• _WHAT TO WORK ON_
Render the records between the lines holding "Target: **grass lawn**" and "99 310 L 80", inclusive, as a two-column CSV with the headers input and output. Give one row per record, with its text under input and its answer under output, each field quoted and each line break replaced by a space.

Labeling and segmentation records:
■ ■ ■ ■ ■

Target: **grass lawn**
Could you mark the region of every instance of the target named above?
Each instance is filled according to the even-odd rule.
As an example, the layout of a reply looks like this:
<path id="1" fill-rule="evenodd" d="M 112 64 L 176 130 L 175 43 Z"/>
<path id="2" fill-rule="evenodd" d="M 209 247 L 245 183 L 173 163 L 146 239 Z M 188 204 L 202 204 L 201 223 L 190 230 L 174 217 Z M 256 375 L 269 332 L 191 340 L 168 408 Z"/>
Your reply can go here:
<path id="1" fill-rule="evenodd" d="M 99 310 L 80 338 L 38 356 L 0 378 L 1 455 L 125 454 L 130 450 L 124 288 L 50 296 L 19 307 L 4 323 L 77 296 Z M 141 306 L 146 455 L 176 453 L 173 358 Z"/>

■ ■ ■ ■ ■

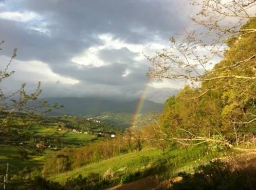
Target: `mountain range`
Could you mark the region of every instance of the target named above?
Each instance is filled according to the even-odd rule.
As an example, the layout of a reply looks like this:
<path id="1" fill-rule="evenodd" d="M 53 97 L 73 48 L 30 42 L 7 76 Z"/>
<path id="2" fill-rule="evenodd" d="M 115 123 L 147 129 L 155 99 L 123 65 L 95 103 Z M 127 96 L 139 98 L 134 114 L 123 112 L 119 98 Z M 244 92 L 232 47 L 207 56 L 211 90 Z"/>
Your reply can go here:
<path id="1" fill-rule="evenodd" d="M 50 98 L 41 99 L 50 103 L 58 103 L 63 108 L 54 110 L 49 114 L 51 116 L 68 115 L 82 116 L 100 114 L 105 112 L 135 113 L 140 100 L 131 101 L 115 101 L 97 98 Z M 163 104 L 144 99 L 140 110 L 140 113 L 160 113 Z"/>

■ ■ ■ ■ ■

• _SOLUTION TO THIS EXERCISE_
input,output
"Target: **grass lawn** Could you mark the region of every instance of the target named above? Each instance is filled according to the even-odd rule. As an example, the layout of a reply looks like this: <path id=""1"" fill-rule=""evenodd"" d=""M 112 64 L 176 130 L 175 43 Z""/> <path id=""2"" fill-rule=""evenodd"" d=""M 209 247 L 245 183 L 173 163 L 146 239 Z M 188 204 L 202 204 L 201 223 L 190 230 L 174 217 Z M 256 375 L 269 332 L 191 340 L 168 408 Z""/> Your reply can go here:","<path id=""1"" fill-rule=""evenodd"" d=""M 99 310 L 80 338 L 38 356 L 0 378 L 1 455 L 125 454 L 130 450 L 124 288 L 50 296 L 19 307 L 4 323 L 77 296 Z M 141 306 L 146 455 L 176 453 L 173 358 Z""/>"